START GIVEN INFORMATION

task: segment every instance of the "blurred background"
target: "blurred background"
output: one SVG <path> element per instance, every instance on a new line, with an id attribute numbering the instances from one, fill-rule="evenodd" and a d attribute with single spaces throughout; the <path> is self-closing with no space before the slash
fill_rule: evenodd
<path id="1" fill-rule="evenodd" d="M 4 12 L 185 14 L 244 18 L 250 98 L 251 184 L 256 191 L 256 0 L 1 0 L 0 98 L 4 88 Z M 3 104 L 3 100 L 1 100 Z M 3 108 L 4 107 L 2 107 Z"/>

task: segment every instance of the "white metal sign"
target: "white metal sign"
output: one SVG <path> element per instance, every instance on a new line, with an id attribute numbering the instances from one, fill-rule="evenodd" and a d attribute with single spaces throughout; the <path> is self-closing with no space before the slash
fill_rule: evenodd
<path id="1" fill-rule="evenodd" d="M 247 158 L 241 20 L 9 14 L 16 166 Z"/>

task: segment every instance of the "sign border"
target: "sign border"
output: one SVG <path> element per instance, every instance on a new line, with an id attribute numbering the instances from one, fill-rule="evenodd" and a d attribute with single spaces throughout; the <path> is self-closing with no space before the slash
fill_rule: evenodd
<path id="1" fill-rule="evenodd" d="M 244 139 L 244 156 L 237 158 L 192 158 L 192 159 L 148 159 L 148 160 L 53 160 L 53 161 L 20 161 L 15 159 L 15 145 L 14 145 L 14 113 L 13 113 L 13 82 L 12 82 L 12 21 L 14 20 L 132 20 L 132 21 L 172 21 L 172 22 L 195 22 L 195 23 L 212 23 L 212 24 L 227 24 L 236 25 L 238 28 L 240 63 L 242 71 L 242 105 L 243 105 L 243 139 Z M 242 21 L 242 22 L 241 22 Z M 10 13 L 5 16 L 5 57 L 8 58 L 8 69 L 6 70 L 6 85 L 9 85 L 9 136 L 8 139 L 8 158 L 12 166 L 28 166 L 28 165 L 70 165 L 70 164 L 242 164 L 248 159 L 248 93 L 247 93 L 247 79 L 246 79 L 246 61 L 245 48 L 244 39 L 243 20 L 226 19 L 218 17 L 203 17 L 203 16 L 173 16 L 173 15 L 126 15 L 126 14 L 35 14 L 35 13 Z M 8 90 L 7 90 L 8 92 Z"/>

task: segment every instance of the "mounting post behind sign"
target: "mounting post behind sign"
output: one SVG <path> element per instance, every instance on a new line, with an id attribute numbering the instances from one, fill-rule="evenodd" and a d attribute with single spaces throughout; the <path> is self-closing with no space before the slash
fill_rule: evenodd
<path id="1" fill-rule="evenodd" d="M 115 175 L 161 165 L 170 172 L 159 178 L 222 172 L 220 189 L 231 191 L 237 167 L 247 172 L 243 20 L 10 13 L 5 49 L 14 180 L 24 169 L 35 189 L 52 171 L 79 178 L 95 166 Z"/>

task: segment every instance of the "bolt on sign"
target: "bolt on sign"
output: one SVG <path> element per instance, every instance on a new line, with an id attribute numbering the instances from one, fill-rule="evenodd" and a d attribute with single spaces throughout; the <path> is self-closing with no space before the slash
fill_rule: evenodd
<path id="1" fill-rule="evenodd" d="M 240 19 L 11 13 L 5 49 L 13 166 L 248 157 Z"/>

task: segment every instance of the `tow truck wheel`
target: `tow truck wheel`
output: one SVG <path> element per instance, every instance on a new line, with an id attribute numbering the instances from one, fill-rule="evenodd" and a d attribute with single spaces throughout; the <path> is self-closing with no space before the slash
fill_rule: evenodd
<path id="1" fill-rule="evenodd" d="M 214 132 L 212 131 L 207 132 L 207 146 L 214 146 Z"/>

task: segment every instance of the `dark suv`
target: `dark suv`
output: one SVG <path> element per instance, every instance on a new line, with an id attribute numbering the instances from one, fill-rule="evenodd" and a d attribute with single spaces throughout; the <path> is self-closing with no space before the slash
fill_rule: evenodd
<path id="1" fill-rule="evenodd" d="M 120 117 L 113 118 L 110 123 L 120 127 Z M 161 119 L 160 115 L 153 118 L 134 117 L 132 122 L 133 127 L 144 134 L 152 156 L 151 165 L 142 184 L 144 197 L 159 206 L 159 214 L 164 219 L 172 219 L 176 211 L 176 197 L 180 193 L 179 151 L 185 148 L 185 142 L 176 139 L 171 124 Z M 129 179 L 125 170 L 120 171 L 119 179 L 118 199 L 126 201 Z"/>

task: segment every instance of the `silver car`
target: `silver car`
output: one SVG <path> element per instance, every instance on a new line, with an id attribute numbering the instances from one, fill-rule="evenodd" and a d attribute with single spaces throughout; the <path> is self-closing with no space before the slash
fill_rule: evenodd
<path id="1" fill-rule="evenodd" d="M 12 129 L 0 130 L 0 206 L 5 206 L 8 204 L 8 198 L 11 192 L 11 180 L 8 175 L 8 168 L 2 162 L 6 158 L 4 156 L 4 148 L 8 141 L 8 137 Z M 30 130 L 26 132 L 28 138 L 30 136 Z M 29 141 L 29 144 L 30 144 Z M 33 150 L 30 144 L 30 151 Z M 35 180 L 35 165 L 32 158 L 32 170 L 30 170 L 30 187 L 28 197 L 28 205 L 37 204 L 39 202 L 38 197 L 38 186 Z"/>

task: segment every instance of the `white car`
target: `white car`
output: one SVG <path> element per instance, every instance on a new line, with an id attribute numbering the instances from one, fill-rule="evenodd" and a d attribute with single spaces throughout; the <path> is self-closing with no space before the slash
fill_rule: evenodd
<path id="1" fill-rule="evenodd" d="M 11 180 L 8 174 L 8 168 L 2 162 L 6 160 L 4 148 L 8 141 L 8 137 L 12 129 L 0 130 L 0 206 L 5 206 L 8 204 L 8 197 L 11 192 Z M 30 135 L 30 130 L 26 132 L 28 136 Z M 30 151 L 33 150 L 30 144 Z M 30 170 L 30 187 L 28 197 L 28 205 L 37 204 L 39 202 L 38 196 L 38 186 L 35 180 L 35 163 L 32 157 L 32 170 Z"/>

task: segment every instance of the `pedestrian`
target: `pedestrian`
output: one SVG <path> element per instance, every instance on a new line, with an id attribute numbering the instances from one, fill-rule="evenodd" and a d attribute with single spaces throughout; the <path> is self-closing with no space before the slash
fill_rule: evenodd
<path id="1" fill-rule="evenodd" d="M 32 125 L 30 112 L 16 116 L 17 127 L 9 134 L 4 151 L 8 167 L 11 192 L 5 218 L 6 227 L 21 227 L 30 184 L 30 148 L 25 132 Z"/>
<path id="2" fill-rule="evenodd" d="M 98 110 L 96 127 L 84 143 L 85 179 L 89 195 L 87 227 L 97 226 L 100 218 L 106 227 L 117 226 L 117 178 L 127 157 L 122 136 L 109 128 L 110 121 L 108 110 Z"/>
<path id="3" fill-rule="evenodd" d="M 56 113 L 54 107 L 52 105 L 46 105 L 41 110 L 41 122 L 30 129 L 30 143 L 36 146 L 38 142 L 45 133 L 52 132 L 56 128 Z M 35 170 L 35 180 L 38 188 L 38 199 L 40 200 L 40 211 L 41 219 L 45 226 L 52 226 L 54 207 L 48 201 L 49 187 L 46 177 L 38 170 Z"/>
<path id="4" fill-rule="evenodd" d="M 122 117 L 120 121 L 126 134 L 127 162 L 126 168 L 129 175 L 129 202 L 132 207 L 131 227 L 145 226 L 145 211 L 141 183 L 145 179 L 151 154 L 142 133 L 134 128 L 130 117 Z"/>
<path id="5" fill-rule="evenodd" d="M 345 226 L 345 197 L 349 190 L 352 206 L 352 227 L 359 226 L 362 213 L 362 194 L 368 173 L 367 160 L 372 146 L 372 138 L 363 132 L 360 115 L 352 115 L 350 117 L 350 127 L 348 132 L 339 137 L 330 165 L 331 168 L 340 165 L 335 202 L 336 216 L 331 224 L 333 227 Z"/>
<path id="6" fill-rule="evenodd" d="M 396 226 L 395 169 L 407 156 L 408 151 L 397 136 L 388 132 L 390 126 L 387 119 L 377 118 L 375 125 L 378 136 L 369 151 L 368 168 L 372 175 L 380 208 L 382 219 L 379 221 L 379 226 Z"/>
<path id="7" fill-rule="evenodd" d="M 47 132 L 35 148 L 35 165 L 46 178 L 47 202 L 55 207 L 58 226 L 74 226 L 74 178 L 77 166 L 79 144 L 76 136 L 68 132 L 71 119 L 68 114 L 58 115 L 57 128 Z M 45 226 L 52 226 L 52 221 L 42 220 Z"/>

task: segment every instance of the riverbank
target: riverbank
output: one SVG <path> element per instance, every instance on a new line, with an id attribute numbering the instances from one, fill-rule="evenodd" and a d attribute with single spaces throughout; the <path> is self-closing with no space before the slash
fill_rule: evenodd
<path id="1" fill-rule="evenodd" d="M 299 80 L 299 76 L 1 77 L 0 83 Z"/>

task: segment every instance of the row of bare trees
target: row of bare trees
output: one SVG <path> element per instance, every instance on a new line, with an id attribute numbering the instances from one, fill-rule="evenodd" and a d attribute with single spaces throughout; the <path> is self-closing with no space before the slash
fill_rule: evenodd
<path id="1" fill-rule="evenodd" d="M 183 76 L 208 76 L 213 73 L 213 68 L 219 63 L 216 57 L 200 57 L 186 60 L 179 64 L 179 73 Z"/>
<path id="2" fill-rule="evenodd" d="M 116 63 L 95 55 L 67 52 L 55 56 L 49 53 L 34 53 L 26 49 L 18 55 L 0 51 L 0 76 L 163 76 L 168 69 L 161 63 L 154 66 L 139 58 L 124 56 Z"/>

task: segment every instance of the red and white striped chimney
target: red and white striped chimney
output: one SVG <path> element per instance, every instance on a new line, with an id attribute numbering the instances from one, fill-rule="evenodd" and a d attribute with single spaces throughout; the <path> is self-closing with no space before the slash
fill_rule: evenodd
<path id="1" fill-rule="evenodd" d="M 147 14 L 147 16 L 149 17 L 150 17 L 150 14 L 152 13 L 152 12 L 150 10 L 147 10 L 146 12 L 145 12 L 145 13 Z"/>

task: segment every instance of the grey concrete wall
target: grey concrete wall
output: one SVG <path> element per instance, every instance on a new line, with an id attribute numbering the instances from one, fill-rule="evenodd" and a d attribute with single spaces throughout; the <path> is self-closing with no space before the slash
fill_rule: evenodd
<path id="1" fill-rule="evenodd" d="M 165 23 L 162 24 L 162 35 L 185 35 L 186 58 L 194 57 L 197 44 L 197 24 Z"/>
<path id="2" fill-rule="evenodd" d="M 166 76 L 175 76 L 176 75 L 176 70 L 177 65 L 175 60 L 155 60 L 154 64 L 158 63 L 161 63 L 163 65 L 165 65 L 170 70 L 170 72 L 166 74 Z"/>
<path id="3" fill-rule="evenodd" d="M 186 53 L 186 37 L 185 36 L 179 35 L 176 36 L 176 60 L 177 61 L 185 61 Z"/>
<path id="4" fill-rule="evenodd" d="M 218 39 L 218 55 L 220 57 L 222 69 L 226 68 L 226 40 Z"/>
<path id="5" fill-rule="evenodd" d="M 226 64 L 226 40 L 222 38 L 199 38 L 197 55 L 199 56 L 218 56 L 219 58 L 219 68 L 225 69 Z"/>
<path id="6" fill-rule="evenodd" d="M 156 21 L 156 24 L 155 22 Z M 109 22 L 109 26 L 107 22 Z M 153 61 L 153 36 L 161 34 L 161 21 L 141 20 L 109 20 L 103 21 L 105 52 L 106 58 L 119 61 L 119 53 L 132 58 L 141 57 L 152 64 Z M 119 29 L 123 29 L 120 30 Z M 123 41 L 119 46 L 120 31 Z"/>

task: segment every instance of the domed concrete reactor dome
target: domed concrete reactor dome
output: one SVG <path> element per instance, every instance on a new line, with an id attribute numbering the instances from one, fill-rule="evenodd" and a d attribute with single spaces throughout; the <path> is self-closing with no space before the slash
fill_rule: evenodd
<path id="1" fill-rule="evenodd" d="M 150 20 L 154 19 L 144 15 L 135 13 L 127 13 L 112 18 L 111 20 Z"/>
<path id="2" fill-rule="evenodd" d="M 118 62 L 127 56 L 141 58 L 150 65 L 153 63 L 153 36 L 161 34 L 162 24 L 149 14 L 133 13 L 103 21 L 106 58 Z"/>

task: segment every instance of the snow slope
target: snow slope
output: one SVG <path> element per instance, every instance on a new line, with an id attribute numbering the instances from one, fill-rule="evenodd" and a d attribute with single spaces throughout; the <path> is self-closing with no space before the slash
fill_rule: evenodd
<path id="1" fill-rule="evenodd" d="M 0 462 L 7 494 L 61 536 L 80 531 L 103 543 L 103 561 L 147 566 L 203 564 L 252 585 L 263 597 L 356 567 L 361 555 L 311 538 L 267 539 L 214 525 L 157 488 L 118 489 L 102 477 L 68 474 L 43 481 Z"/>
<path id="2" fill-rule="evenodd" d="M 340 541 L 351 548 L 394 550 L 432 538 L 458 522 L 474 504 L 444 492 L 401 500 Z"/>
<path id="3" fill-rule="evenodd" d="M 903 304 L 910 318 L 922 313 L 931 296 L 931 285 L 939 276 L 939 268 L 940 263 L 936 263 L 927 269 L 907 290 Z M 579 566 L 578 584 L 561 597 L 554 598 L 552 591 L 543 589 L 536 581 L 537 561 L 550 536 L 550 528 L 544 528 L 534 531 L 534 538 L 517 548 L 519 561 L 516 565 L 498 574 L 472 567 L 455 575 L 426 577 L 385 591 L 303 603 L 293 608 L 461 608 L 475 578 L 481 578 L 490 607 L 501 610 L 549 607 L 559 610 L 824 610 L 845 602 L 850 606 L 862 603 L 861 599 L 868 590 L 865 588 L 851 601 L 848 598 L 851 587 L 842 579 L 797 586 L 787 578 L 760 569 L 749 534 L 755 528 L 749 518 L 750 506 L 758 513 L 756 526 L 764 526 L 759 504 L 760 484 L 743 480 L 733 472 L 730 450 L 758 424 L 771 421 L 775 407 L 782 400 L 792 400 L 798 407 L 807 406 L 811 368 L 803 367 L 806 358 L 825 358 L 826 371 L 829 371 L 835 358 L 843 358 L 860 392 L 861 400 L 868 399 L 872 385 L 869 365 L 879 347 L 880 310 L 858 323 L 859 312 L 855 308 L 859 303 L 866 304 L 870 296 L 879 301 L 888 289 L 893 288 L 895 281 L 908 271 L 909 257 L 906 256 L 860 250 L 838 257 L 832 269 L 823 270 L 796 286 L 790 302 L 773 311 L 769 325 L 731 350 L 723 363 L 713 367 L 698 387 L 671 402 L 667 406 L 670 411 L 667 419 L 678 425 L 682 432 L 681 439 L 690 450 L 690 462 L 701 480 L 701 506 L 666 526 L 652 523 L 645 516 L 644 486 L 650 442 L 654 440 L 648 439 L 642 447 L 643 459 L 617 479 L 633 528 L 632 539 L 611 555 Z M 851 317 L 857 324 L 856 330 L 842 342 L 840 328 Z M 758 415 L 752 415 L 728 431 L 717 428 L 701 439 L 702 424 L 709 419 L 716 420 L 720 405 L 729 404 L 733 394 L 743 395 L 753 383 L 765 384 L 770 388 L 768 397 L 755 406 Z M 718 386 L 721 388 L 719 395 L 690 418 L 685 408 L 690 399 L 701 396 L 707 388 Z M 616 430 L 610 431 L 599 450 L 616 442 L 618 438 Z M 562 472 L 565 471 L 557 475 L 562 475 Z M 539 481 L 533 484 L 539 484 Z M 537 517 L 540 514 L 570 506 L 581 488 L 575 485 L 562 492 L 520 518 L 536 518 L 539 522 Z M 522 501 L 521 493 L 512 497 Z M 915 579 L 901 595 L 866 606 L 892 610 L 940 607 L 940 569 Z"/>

END GIVEN INFORMATION

> [PROBLEM REQUIREMENTS]
Which of the lines above contain the string "grey"? Copy out each one in full.

> [REPLY]
task: segment every instance of the grey concrete wall
target: grey concrete wall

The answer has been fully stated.